RECORDS SUPPLIED:
*-*-*

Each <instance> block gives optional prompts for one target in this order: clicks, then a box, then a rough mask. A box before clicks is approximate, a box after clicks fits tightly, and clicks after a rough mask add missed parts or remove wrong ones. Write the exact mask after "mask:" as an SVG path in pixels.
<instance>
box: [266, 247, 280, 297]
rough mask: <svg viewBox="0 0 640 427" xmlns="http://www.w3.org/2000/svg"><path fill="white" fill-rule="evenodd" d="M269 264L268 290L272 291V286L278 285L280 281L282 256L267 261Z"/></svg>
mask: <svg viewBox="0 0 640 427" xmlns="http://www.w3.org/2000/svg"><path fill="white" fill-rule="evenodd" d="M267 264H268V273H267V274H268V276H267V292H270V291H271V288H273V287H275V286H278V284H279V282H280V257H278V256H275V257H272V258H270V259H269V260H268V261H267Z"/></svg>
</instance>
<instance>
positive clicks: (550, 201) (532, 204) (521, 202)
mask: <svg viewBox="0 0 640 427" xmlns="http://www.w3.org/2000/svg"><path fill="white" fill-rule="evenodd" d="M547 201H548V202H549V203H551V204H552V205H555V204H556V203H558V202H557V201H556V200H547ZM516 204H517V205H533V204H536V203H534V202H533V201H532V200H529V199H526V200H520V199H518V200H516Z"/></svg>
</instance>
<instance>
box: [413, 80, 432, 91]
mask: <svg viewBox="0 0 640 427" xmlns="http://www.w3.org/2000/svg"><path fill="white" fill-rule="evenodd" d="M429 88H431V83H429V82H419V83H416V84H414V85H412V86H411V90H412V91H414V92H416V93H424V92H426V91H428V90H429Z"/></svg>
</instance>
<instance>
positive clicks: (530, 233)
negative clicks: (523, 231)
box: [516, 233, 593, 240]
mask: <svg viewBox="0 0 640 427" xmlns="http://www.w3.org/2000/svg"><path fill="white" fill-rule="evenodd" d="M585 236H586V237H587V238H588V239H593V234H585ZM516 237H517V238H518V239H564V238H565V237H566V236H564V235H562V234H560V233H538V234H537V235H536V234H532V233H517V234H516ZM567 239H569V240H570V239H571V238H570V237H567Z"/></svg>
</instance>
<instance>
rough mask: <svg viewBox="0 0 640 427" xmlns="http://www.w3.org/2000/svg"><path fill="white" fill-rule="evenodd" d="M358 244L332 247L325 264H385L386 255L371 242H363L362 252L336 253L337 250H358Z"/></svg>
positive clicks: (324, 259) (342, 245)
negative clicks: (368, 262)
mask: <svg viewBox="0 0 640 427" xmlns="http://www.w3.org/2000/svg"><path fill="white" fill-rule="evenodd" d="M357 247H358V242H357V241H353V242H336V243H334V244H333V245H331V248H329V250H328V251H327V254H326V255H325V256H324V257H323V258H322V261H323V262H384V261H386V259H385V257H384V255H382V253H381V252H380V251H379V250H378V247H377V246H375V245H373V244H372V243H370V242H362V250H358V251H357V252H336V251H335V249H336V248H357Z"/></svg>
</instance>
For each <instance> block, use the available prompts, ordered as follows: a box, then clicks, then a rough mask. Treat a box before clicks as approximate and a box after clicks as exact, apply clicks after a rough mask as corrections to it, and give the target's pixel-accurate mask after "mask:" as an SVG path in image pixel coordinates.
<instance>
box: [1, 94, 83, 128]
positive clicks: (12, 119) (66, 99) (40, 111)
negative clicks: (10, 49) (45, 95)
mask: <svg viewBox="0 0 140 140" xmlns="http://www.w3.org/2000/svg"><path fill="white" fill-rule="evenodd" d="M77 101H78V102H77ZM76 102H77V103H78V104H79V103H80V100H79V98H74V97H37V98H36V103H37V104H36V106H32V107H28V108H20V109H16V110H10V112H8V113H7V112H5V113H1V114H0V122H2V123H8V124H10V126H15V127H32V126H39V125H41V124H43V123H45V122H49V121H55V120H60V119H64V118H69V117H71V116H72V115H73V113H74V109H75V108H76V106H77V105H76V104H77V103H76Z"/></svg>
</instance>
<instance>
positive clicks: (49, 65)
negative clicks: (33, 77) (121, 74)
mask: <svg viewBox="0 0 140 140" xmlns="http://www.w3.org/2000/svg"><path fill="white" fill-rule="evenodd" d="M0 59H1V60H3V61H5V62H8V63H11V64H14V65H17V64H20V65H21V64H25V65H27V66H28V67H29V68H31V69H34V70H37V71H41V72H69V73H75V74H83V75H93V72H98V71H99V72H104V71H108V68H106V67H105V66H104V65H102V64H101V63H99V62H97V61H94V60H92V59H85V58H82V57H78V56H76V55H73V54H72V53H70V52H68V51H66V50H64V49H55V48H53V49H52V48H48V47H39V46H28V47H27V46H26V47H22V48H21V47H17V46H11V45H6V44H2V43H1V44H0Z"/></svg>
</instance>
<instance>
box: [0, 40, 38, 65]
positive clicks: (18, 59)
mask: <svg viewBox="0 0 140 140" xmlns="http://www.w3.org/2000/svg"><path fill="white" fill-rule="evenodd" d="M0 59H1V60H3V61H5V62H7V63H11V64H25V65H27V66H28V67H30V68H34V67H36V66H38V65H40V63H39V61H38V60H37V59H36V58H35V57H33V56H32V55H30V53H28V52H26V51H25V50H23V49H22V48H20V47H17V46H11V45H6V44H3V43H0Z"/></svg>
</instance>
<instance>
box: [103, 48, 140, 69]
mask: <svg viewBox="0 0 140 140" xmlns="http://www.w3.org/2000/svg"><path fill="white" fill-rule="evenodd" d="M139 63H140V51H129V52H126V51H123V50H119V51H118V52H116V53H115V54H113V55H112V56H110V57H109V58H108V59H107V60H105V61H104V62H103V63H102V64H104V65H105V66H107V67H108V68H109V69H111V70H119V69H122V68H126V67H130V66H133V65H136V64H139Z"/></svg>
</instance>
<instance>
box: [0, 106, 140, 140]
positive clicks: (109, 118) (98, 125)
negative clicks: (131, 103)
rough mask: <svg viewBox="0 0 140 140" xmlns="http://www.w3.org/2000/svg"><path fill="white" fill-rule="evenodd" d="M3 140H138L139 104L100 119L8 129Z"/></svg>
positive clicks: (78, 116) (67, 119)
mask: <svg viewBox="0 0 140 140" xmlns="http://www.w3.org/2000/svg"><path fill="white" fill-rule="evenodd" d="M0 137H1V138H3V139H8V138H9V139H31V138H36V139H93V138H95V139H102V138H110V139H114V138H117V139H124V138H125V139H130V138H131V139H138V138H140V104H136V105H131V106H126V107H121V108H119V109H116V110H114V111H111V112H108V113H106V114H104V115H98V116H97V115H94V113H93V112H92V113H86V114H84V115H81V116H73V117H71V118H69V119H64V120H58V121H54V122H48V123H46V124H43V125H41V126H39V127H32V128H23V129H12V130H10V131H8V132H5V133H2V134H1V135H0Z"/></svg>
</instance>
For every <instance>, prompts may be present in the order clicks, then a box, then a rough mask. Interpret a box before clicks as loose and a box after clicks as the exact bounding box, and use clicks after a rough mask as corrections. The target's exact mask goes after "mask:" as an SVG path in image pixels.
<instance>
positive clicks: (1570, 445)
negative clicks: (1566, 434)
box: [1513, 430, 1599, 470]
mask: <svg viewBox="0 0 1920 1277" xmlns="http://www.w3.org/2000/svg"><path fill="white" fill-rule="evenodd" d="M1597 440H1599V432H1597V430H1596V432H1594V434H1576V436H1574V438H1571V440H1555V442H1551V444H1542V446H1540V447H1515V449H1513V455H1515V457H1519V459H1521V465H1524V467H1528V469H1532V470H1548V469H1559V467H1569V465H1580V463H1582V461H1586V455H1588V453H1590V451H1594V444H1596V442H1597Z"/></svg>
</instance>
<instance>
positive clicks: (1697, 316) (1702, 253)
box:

*-*-*

PROBLEM: Rewrite the entries above as a JSON list of strings, with one string for each line and blank lines left out.

TASK RESPONSE:
[
  "Each <instance> block gives optional prompts for one target in this order: clicks, then a box, then a rough mask. A box before clicks is approximate, a box after clicks fits tightly, and clicks after a rough mask add missed parts or remove wrong ones. Write the exact mask after \"mask:\" as an SVG path in pixels.",
  "<instance>",
  "box: [266, 247, 280, 297]",
  "rough mask: <svg viewBox=\"0 0 640 427\" xmlns=\"http://www.w3.org/2000/svg\"><path fill=\"white\" fill-rule=\"evenodd\" d=\"M269 264L268 290L272 291V286L278 285L280 281L282 256L267 261Z\"/></svg>",
  "mask: <svg viewBox=\"0 0 640 427\" xmlns=\"http://www.w3.org/2000/svg\"><path fill=\"white\" fill-rule=\"evenodd\" d=\"M267 264H268V273H267V274H268V276H267V292H270V291H271V288H273V287H275V286H278V284H279V282H280V257H278V256H275V257H272V258H270V259H269V260H268V261H267Z\"/></svg>",
  "</instance>",
  "<instance>",
  "positive clicks: (550, 201) (532, 204) (521, 202)",
  "mask: <svg viewBox=\"0 0 640 427\" xmlns=\"http://www.w3.org/2000/svg\"><path fill=\"white\" fill-rule=\"evenodd\" d=\"M547 201H548V202H549V203H551V204H552V205H555V204H556V203H558V202H557V201H556V200H547ZM516 204H517V205H533V204H536V203H534V202H533V201H532V200H529V199H526V200H520V199H518V200H516Z\"/></svg>",
  "</instance>",
  "<instance>",
  "box: [413, 80, 432, 91]",
  "mask: <svg viewBox=\"0 0 640 427\" xmlns=\"http://www.w3.org/2000/svg\"><path fill=\"white\" fill-rule=\"evenodd\" d=\"M429 88H431V83H429V82H419V83H416V84H414V85H412V86H411V90H412V91H414V92H416V93H424V92H426V91H428V90H429Z\"/></svg>",
  "</instance>",
  "<instance>",
  "positive clicks: (530, 233)",
  "negative clicks: (523, 231)",
  "box: [516, 233, 593, 240]",
  "mask: <svg viewBox=\"0 0 640 427\" xmlns=\"http://www.w3.org/2000/svg\"><path fill=\"white\" fill-rule=\"evenodd\" d=\"M585 236H586V237H587V238H588V239H593V234H585ZM516 237H517V238H518V239H564V238H565V237H566V236H564V235H562V234H560V233H538V234H537V235H536V234H532V233H517V234H516ZM567 239H569V240H570V239H571V238H570V237H567Z\"/></svg>",
  "</instance>",
  "<instance>",
  "rough mask: <svg viewBox=\"0 0 640 427\" xmlns=\"http://www.w3.org/2000/svg\"><path fill=\"white\" fill-rule=\"evenodd\" d=\"M358 244L332 247L325 264H385L386 255L371 242H363L362 252L336 253L337 250H358Z\"/></svg>",
  "positive clicks: (324, 259) (342, 245)",
  "negative clicks: (368, 262)",
  "mask: <svg viewBox=\"0 0 640 427\" xmlns=\"http://www.w3.org/2000/svg\"><path fill=\"white\" fill-rule=\"evenodd\" d=\"M357 247H358V242H357V241H353V242H336V243H334V244H333V245H331V248H329V250H328V251H327V254H326V255H325V256H324V257H323V258H322V261H323V262H384V261H386V259H385V257H384V255H382V253H381V252H380V251H379V250H378V247H377V246H375V245H373V244H372V243H370V242H362V250H358V251H357V252H336V251H335V249H336V248H357Z\"/></svg>",
  "</instance>",
  "For each <instance> block, use the available prompts, ordered as follows: a box, then clicks, then a rough mask. Treat a box before clicks as approximate and a box after clicks as exact, apply clicks after a rough mask as corrections to it, and give the target's pixel-accurate mask after \"mask:\" as an SVG path in image pixel coordinates.",
  "<instance>",
  "box: [1, 94, 83, 128]",
  "positive clicks: (12, 119) (66, 99) (40, 111)",
  "negative clicks: (10, 49) (45, 95)",
  "mask: <svg viewBox=\"0 0 140 140\" xmlns=\"http://www.w3.org/2000/svg\"><path fill=\"white\" fill-rule=\"evenodd\" d=\"M77 101H78V102H77ZM76 102H77V103H78V104H79V103H80V100H79V98H74V97H37V98H36V103H37V104H36V106H32V107H28V108H20V109H16V110H10V112H8V113H7V112H5V113H1V114H0V122H2V123H8V124H10V126H15V127H32V126H39V125H41V124H43V123H45V122H49V121H55V120H60V119H64V118H69V117H71V116H72V115H73V113H74V109H75V108H76V106H77V105H76V104H77V103H76Z\"/></svg>",
  "</instance>",
  "<instance>",
  "positive clicks: (49, 65)",
  "negative clicks: (33, 77) (121, 74)",
  "mask: <svg viewBox=\"0 0 140 140\" xmlns=\"http://www.w3.org/2000/svg\"><path fill=\"white\" fill-rule=\"evenodd\" d=\"M0 59H1V60H3V61H5V62H8V63H11V64H14V65H17V64H20V65H21V64H25V65H27V66H28V67H29V68H31V69H34V70H37V71H41V72H69V73H75V74H83V75H93V72H98V71H99V72H104V71H108V68H106V67H105V66H104V65H102V64H101V63H99V62H97V61H94V60H92V59H85V58H82V57H78V56H76V55H73V54H72V53H70V52H68V51H66V50H64V49H55V48H53V49H52V48H48V47H39V46H28V47H27V46H26V47H22V48H21V47H17V46H11V45H6V44H2V43H1V44H0Z\"/></svg>",
  "</instance>",
  "<instance>",
  "box: [0, 40, 38, 65]",
  "positive clicks: (18, 59)",
  "mask: <svg viewBox=\"0 0 140 140\" xmlns=\"http://www.w3.org/2000/svg\"><path fill=\"white\" fill-rule=\"evenodd\" d=\"M0 59H1V60H3V61H5V62H7V63H11V64H25V65H27V66H28V67H30V68H34V67H36V66H38V65H40V63H39V61H38V60H37V59H36V58H35V57H33V56H32V55H30V53H28V52H26V51H25V50H23V49H22V48H20V47H17V46H11V45H6V44H3V43H0Z\"/></svg>",
  "</instance>",
  "<instance>",
  "box: [103, 48, 140, 69]",
  "mask: <svg viewBox=\"0 0 140 140\" xmlns=\"http://www.w3.org/2000/svg\"><path fill=\"white\" fill-rule=\"evenodd\" d=\"M139 63H140V51H129V52H126V51H123V50H119V51H118V52H116V53H115V54H113V55H112V56H110V57H109V58H108V59H107V60H105V61H104V62H103V63H102V64H104V65H105V66H107V67H108V68H109V69H111V70H119V69H122V68H126V67H130V66H133V65H136V64H139Z\"/></svg>",
  "</instance>",
  "<instance>",
  "box: [0, 106, 140, 140]",
  "positive clicks: (109, 118) (98, 125)",
  "negative clicks: (131, 103)",
  "rough mask: <svg viewBox=\"0 0 140 140\" xmlns=\"http://www.w3.org/2000/svg\"><path fill=\"white\" fill-rule=\"evenodd\" d=\"M3 140H138L139 104L100 119L8 129Z\"/></svg>",
  "positive clicks: (78, 116) (67, 119)",
  "mask: <svg viewBox=\"0 0 140 140\" xmlns=\"http://www.w3.org/2000/svg\"><path fill=\"white\" fill-rule=\"evenodd\" d=\"M0 137H1V138H3V139H8V138H9V139H31V138H36V139H93V138H95V139H102V138H110V139H114V138H117V139H124V138H125V139H130V138H131V139H138V138H140V104H136V105H131V106H126V107H121V108H119V109H116V110H114V111H111V112H108V113H106V114H104V115H98V116H97V115H94V113H93V112H92V113H86V114H84V115H81V116H73V117H71V118H69V119H64V120H58V121H54V122H48V123H46V124H43V125H41V126H39V127H32V128H23V129H12V130H10V131H8V132H5V133H2V134H1V135H0Z\"/></svg>",
  "</instance>",
  "For every <instance>, prompts may be present in the order clicks, then a box, then a rough mask. Interpret a box before clicks as loose and a box after clicks as the exact bounding box, and use clicks after a rough mask as corrections. The target's exact mask goes after \"mask:\" as an SVG path in image pixels.",
  "<instance>",
  "positive clicks: (1570, 445)",
  "negative clicks: (1566, 434)",
  "box: [1513, 430, 1599, 470]",
  "mask: <svg viewBox=\"0 0 1920 1277\" xmlns=\"http://www.w3.org/2000/svg\"><path fill=\"white\" fill-rule=\"evenodd\" d=\"M1597 440H1599V432H1597V430H1596V432H1594V434H1576V436H1574V438H1571V440H1555V442H1551V444H1542V446H1540V447H1515V449H1513V455H1515V457H1519V459H1521V465H1524V467H1528V469H1532V470H1548V469H1559V467H1569V465H1580V463H1582V461H1586V455H1588V453H1590V451H1594V444H1596V442H1597Z\"/></svg>",
  "</instance>",
  "<instance>",
  "positive clicks: (1697, 316) (1702, 253)",
  "box:"
]